# WHAT TO DO:
Copy out every line of the records below, from the line with "windshield in the photo above." up to and including the last line of the records. Shift each answer coordinate by adding 121 to both of its numbers.

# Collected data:
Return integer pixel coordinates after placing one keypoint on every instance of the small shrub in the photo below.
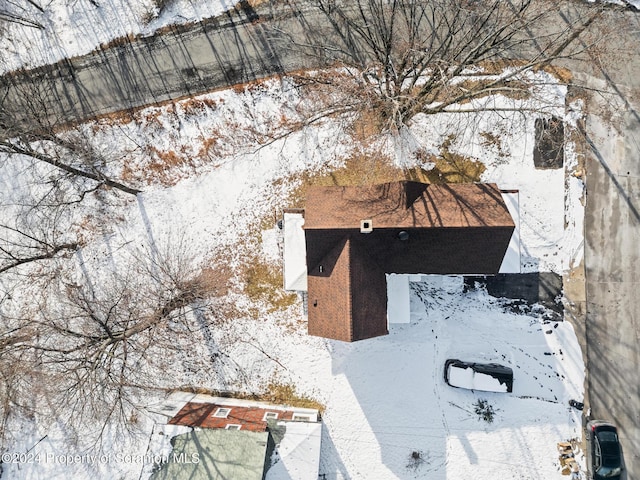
(417, 458)
(264, 282)
(484, 410)
(286, 394)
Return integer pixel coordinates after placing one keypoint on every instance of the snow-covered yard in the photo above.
(389, 413)
(209, 188)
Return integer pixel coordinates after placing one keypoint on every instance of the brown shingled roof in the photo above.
(417, 228)
(407, 204)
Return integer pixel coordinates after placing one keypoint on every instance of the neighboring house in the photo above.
(244, 440)
(356, 235)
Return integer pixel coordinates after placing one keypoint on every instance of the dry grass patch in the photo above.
(452, 167)
(264, 283)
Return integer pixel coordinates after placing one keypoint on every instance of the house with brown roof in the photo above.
(232, 438)
(354, 236)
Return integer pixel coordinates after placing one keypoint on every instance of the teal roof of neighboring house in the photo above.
(218, 454)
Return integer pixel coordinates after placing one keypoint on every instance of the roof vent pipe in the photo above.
(366, 226)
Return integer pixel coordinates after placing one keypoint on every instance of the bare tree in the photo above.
(404, 57)
(21, 12)
(94, 345)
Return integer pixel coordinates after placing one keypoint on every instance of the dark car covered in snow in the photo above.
(488, 377)
(605, 454)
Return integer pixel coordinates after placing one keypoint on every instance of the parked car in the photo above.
(488, 377)
(604, 450)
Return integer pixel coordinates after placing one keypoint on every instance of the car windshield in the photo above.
(610, 448)
(608, 471)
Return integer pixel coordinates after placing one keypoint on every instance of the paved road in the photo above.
(233, 48)
(612, 256)
(250, 44)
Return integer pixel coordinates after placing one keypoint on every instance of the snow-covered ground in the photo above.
(385, 398)
(389, 413)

# FINISHED ANSWER:
Return integer pixel coordinates after placing one keypoint on every instance of the car windshield in the photo above.
(731, 569)
(729, 592)
Return integer pixel coordinates after placing one keypoint on every instance of the paved road in the photo above.
(354, 169)
(733, 377)
(371, 165)
Return integer pixel coordinates after placing one keypoint on every instance of the snow-covered ground in the photo above.
(506, 519)
(510, 534)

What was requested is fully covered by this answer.